-- Input records --
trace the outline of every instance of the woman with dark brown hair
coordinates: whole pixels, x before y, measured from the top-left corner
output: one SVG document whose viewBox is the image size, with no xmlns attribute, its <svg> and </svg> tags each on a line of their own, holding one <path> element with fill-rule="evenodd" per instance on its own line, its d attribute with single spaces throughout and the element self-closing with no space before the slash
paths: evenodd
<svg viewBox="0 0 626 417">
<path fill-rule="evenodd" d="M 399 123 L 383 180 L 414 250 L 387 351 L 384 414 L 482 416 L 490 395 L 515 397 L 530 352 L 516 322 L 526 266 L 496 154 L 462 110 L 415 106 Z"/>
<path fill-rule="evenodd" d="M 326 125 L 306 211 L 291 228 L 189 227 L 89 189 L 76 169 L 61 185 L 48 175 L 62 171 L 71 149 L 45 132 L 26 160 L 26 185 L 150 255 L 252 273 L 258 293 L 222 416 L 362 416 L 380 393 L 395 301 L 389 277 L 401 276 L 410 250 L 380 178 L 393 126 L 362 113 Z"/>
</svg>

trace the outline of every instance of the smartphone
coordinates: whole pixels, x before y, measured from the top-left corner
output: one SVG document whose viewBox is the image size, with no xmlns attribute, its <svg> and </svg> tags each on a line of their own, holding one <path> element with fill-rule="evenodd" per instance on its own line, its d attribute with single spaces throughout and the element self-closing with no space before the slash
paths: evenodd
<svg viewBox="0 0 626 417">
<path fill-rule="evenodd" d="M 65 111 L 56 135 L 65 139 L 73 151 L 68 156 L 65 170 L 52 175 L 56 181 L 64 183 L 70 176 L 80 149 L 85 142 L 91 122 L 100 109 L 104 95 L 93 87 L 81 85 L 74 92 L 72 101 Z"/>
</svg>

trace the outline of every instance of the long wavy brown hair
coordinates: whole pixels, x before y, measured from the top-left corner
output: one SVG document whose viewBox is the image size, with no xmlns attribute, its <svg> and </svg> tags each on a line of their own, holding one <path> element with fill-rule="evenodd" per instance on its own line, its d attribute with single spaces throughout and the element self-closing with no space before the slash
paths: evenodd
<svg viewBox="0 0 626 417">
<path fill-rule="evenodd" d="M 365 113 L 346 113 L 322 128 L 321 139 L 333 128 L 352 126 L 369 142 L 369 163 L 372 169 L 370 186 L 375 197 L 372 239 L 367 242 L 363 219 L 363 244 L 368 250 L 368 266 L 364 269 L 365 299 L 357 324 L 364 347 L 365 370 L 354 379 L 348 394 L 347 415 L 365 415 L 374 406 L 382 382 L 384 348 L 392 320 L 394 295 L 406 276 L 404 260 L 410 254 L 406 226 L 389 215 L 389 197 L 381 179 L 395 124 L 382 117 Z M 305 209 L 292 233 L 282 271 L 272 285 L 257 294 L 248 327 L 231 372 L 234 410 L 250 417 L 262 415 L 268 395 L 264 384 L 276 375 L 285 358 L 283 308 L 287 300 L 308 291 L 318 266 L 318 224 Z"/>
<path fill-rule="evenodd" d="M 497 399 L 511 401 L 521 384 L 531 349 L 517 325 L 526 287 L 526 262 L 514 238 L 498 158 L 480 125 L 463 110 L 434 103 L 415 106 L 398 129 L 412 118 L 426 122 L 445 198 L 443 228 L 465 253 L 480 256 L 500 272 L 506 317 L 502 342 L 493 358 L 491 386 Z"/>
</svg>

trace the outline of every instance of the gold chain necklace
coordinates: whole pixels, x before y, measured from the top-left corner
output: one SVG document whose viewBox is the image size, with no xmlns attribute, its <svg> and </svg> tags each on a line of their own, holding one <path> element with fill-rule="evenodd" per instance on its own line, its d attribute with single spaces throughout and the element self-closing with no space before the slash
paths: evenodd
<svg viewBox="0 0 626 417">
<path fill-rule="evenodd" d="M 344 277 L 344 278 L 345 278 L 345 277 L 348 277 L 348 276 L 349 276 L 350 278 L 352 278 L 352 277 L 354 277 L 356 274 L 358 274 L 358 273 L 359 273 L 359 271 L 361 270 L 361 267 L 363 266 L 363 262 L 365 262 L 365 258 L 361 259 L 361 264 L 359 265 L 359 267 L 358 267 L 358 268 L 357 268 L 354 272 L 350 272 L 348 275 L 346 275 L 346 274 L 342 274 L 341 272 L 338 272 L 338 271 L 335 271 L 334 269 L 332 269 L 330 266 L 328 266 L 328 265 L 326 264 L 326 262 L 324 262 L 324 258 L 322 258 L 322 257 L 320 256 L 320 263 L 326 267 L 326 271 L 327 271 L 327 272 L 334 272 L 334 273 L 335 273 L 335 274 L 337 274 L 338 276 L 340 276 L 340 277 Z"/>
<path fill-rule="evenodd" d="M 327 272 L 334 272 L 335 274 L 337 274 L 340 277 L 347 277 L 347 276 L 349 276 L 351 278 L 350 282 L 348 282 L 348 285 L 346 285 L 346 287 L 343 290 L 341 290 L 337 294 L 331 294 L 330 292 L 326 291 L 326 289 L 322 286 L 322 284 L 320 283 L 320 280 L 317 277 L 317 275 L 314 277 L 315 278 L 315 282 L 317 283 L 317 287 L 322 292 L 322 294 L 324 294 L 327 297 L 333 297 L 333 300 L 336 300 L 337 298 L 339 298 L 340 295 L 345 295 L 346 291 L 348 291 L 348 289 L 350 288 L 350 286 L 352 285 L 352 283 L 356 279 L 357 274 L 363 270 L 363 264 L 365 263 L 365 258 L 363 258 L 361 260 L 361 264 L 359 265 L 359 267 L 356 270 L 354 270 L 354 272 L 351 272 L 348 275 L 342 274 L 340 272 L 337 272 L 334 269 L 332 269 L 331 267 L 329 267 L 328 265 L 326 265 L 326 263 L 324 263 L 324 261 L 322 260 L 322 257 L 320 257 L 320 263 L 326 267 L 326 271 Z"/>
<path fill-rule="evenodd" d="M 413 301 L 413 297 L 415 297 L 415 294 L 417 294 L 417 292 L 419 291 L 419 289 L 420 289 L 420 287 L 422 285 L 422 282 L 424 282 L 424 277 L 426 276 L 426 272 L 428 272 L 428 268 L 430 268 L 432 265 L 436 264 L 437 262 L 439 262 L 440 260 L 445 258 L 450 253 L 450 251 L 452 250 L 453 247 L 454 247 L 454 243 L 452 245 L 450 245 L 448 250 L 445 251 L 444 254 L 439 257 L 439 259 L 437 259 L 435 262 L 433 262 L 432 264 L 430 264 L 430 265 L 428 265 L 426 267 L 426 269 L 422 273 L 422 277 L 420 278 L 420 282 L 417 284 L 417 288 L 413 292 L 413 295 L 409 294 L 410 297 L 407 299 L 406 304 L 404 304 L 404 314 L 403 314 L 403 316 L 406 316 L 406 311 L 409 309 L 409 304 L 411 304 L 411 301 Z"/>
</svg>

-- Task description --
All the records shown above need to be given again exactly.

-- Solution --
trace the outline of every instance of the woman with dark brown hair
coordinates: whole pixels, x before y, measured from the top-left corner
output: one SVG document whose viewBox is the image size, with no xmlns attribute, its <svg> and </svg> tags each on a line of their own, holding one <path> element with fill-rule="evenodd" per instance on its own line, its d attribute with single spaces throughout and the element self-closing with no space before the slash
paths: evenodd
<svg viewBox="0 0 626 417">
<path fill-rule="evenodd" d="M 399 123 L 383 180 L 414 250 L 387 351 L 384 414 L 482 416 L 490 395 L 515 397 L 530 352 L 516 322 L 526 266 L 496 154 L 462 110 L 415 106 Z"/>
<path fill-rule="evenodd" d="M 326 125 L 306 211 L 291 228 L 189 227 L 89 189 L 76 169 L 61 185 L 48 175 L 62 171 L 71 149 L 45 132 L 26 160 L 26 185 L 150 255 L 252 273 L 258 293 L 222 416 L 362 416 L 380 393 L 395 301 L 389 277 L 401 276 L 410 250 L 380 178 L 393 126 L 362 113 Z"/>
</svg>

trace the outline of every instance of the smartphone
coordinates: whole pixels, x before y, measured from the top-left corner
output: one SVG document whose viewBox is the image size, with no xmlns attribute, its <svg> and </svg> tags each on a line of their own, holding one <path> element with fill-rule="evenodd" per instance on its own line, its d attribute with single spaces throughout and the element self-closing with no space before the slash
paths: evenodd
<svg viewBox="0 0 626 417">
<path fill-rule="evenodd" d="M 65 111 L 56 135 L 65 139 L 73 151 L 68 156 L 65 170 L 52 175 L 56 181 L 64 183 L 70 176 L 80 149 L 85 142 L 91 122 L 100 109 L 104 95 L 93 87 L 81 85 L 74 92 L 72 101 Z"/>
</svg>

trace the outline of every instance of the long wavy brown hair
coordinates: whole pixels, x before y, measured from the top-left corner
output: one SVG document whose viewBox is the image size, with no xmlns attribute, its <svg> and </svg> tags each on a line of their own, holding one <path> element with fill-rule="evenodd" per instance on its own line, its d attribute with single spaces throughout and the element self-closing with no space before the slash
paths: evenodd
<svg viewBox="0 0 626 417">
<path fill-rule="evenodd" d="M 365 113 L 346 113 L 322 128 L 321 139 L 333 128 L 352 126 L 369 142 L 369 163 L 372 169 L 370 186 L 375 197 L 372 239 L 367 242 L 363 219 L 363 244 L 368 250 L 368 266 L 364 269 L 365 299 L 357 324 L 364 347 L 365 370 L 354 379 L 348 394 L 347 415 L 365 415 L 374 406 L 382 382 L 384 348 L 392 320 L 394 295 L 406 276 L 404 260 L 410 254 L 406 226 L 389 215 L 389 197 L 381 179 L 395 124 L 382 117 Z M 305 209 L 292 233 L 282 271 L 272 285 L 257 294 L 248 327 L 231 372 L 234 410 L 250 417 L 262 415 L 268 395 L 264 384 L 276 375 L 285 358 L 283 308 L 287 300 L 308 291 L 318 266 L 318 224 Z"/>
<path fill-rule="evenodd" d="M 497 399 L 511 401 L 521 384 L 531 349 L 517 325 L 526 287 L 526 262 L 514 238 L 498 158 L 480 125 L 463 110 L 434 103 L 415 106 L 398 129 L 412 118 L 426 122 L 445 198 L 443 228 L 465 253 L 480 256 L 500 272 L 506 317 L 502 342 L 493 358 L 491 386 Z"/>
</svg>

trace the outline of every instance of the gold chain necklace
coordinates: whole pixels, x before y, measured from the top-left corner
output: one SVG document whose viewBox is the image size, with no xmlns attribute, its <svg> and </svg> tags each on a line of their own, holding one <path> element with fill-rule="evenodd" per instance on its own line, its d attribute with single spaces throughout and the element self-closing with no space before the slash
paths: evenodd
<svg viewBox="0 0 626 417">
<path fill-rule="evenodd" d="M 344 277 L 344 278 L 345 278 L 345 277 L 348 277 L 348 276 L 349 276 L 350 278 L 352 278 L 352 277 L 354 277 L 356 274 L 358 274 L 358 273 L 359 273 L 359 271 L 361 270 L 361 267 L 363 266 L 363 262 L 365 262 L 365 258 L 361 259 L 361 264 L 359 265 L 359 267 L 358 267 L 358 268 L 357 268 L 354 272 L 350 272 L 348 275 L 346 275 L 346 274 L 342 274 L 341 272 L 338 272 L 338 271 L 335 271 L 334 269 L 332 269 L 330 266 L 328 266 L 328 265 L 326 264 L 326 262 L 324 262 L 324 258 L 322 258 L 322 257 L 320 256 L 320 263 L 326 267 L 326 271 L 327 271 L 327 272 L 334 272 L 334 273 L 335 273 L 335 274 L 337 274 L 338 276 L 340 276 L 340 277 Z"/>
<path fill-rule="evenodd" d="M 327 272 L 334 272 L 335 274 L 337 274 L 340 277 L 347 277 L 347 276 L 349 276 L 351 278 L 350 282 L 348 282 L 348 285 L 346 285 L 346 287 L 343 290 L 341 290 L 337 294 L 331 294 L 330 292 L 326 291 L 326 289 L 322 286 L 322 284 L 320 283 L 320 280 L 317 277 L 317 275 L 314 277 L 315 278 L 315 282 L 317 283 L 317 287 L 322 292 L 322 294 L 324 294 L 327 297 L 333 297 L 333 300 L 336 300 L 337 298 L 339 298 L 340 295 L 345 295 L 346 291 L 348 291 L 348 289 L 350 288 L 350 286 L 352 285 L 352 283 L 356 279 L 357 274 L 363 270 L 363 264 L 365 263 L 365 258 L 363 258 L 361 260 L 361 264 L 359 265 L 359 267 L 356 270 L 354 270 L 354 272 L 351 272 L 348 275 L 342 274 L 340 272 L 337 272 L 334 269 L 332 269 L 331 267 L 329 267 L 328 265 L 326 265 L 326 263 L 324 263 L 324 261 L 322 260 L 322 257 L 320 257 L 320 263 L 326 267 L 326 271 Z"/>
<path fill-rule="evenodd" d="M 413 301 L 413 297 L 415 297 L 415 294 L 417 294 L 417 292 L 419 291 L 419 289 L 420 289 L 420 287 L 422 285 L 422 282 L 424 282 L 424 277 L 426 276 L 426 272 L 428 272 L 428 268 L 430 268 L 432 265 L 436 264 L 437 262 L 439 262 L 440 260 L 445 258 L 450 253 L 450 251 L 452 250 L 453 247 L 454 247 L 454 243 L 452 245 L 450 245 L 448 250 L 445 251 L 444 254 L 439 257 L 439 259 L 437 259 L 435 262 L 433 262 L 432 264 L 430 264 L 430 265 L 428 265 L 426 267 L 426 269 L 422 273 L 422 277 L 420 278 L 420 282 L 417 284 L 417 288 L 413 292 L 413 295 L 409 294 L 410 297 L 407 299 L 406 304 L 404 304 L 404 314 L 403 314 L 403 316 L 406 316 L 406 311 L 409 309 L 409 304 L 411 304 L 411 301 Z"/>
</svg>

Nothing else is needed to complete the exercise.